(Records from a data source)
————————
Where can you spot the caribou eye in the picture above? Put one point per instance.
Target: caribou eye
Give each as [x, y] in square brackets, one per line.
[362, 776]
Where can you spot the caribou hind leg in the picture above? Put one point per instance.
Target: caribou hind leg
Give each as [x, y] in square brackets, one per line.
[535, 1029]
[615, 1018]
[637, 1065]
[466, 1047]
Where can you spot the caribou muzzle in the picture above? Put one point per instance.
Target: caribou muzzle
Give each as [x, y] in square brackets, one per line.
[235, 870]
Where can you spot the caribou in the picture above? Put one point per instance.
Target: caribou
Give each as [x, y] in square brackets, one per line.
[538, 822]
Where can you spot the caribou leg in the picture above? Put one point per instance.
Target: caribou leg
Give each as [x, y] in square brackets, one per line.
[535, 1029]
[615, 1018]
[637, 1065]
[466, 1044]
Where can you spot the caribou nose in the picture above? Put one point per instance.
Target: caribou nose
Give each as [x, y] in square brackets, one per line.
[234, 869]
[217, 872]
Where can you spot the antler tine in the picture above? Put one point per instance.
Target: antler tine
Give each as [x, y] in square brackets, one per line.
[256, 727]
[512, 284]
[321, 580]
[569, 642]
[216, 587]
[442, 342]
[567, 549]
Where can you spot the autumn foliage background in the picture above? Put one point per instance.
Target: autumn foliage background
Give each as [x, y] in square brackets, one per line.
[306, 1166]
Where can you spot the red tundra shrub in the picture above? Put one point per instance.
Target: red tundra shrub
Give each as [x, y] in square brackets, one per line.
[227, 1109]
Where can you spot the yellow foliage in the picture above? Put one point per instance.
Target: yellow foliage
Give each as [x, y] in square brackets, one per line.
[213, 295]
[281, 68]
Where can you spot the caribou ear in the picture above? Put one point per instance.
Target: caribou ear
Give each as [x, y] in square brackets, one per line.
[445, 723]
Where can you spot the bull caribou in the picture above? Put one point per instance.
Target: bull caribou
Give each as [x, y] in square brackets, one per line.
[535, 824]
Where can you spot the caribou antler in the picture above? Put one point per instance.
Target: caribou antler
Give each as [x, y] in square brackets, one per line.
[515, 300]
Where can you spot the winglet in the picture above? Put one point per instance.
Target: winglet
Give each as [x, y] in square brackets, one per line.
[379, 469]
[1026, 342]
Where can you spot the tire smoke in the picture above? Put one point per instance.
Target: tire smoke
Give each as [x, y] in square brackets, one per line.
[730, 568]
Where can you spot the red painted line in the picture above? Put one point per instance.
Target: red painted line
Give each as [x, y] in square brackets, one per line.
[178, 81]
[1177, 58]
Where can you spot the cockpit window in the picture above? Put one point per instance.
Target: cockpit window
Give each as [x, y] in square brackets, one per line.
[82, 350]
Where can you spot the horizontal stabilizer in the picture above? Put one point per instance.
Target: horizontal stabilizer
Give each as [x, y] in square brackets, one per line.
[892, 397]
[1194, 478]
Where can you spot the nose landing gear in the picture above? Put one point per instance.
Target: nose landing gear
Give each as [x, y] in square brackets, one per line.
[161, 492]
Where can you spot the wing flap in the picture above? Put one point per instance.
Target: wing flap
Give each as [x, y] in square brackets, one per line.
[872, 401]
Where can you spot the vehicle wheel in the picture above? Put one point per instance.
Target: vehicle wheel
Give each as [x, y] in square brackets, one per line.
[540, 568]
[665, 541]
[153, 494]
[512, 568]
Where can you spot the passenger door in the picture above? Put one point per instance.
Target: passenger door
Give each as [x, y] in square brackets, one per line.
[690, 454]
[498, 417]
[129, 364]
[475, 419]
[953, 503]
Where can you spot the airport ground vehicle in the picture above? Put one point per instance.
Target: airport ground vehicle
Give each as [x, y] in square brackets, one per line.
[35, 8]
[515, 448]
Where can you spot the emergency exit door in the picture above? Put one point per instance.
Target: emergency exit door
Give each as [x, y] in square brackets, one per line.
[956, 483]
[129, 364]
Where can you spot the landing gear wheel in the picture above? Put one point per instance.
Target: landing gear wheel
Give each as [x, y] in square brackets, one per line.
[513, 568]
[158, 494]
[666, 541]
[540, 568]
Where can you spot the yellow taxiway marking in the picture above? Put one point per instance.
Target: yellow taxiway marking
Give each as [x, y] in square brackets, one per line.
————————
Required work: Every line in the data above has to be retyped exactly.

Output for this exercise:
Where can you spot the caribou eye in the picture above? Put one point per instance.
Target: caribou eye
Give each as [x, y] in square brackets, one per line.
[362, 776]
Where can you spot the caribou hind leg in the picture above? Put one point per instance.
Target: caribou hind leg
Give each as [x, y] in square brackets, one per line.
[535, 1029]
[615, 1018]
[637, 1065]
[466, 1047]
Where can you spot the caribou muzzle in the picture above? Put one point per instance.
Target: caribou muzzle
Give each as [x, y] in square brackets, one per line.
[235, 870]
Where can you spot the caribou in the picture above? Put one point per instance.
Target: caribou
Give each as [x, y] in square brackets, one per line.
[538, 822]
Where can you spot the caribou leg in the picture above? Put one point per instance.
Target: caribou leg
Give each as [x, y] in square brackets, one per line.
[535, 1029]
[615, 1018]
[637, 1065]
[466, 1044]
Where can you spot the caribou nose in the picture above? Put one point per instance.
Target: caribou nose
Give each as [x, y] in square brackets, one per line.
[234, 869]
[217, 872]
Where can you spot the antler tine in the picture above? Put one point per instance.
Target: antler tine
Give each as [x, y] in square brackets, one per line.
[256, 727]
[512, 284]
[321, 580]
[569, 642]
[216, 587]
[442, 342]
[567, 549]
Where can you spot the autumn foliage background in the picture above? Put one point per instance.
Target: autumn foliage background
Give each as [x, y] in square brackets, one per line.
[306, 1166]
Where can you spot the red tundra shrub in the picture above? Put one point per instance.
Target: red tundra shrub
Give each as [x, y] in square brackets, one per line.
[227, 1109]
Where can you spot the yellow foliage in the picture above? Put one point per instance.
Target: yellow foliage
Give each as [x, y] in square brackets, one per line.
[213, 295]
[281, 68]
Where can you spot the caribou ear in the picture above? Put one point per instance.
Target: caribou ear
Give each as [x, y] in square brackets, one per line.
[445, 723]
Where can you spot the bull caribou in the picture above? Put one point per instance.
Target: bull caribou
Give each as [x, y] in square brackets, one per line.
[535, 824]
Where can you spot the caribou antler in the picture above? Put one point per instance.
Target: caribou antler
Give each as [x, y] in square brackets, one per line.
[515, 300]
Where can you spot the winglet in the picture above? Put one point per instance.
Target: winglet
Give each as [x, y] in square brackets, one per line.
[379, 469]
[1026, 342]
Where can you spot the tire smoke in the picture above? Put one point per instance.
Target: tire smoke
Give each as [x, y] in square brackets, one per line.
[730, 568]
Where can you spot the red painted line in the picture above? Put one point per instance.
Target: red painted line
Give each as [x, y] in square brackets, one per line.
[178, 81]
[1177, 58]
Where can you spot the cockpit window in the picture above? Put one point per instance.
Target: cockpit window
Give each as [x, y] in square brackets, one per line.
[82, 350]
Where can you spot the horizontal stabilizer in the picture above? Put one point per instance.
Target: horizontal stabilizer
Give each as [x, y] in square brackets, one per line.
[892, 397]
[1194, 478]
Where can you spot the nose landing gear in the picture above? Put one point per instance.
Target: nose landing gear
Give each as [x, y] in square brackets, one per line.
[161, 492]
Where can you spot the wing flap in the picture above? Put one point per instance.
Target: wing flap
Give each as [x, y] in square brackets, one per line.
[872, 401]
Where can you spot the vehicle wheel in the picture above? Put one point per instance.
Target: vehicle wheel
Give each as [x, y] in square brackets, one per line.
[540, 568]
[665, 541]
[153, 494]
[512, 568]
Where can you spot the passenger door in the picture above? Put one point per instance.
Target: passenger door
Give each as [x, y] in square brackets, one per line.
[690, 454]
[498, 417]
[129, 364]
[475, 419]
[953, 503]
Where can you spot the airport ground vehicle in the picture above? Put one point per instance.
Target: airport ground vehicle
Give each as [x, y] in square brackets, one per line.
[35, 8]
[515, 448]
Where can you spot the emergency exit door in the picture above? Put one point per instance.
Target: emergency exit door
Give each as [x, y] in square brackets, one per line.
[956, 483]
[129, 364]
Where can you spot the landing gear wheel in the picture above? Put one point per instance.
Target: landing gear wheel
Give each as [x, y] in square brackets, one per line.
[513, 568]
[158, 494]
[666, 541]
[540, 568]
Where can you spot the yellow taxiway marking in the picture above? Put one point per instance.
Target: yellow taxiway marking
Give each as [x, y] in square brackets, one per line.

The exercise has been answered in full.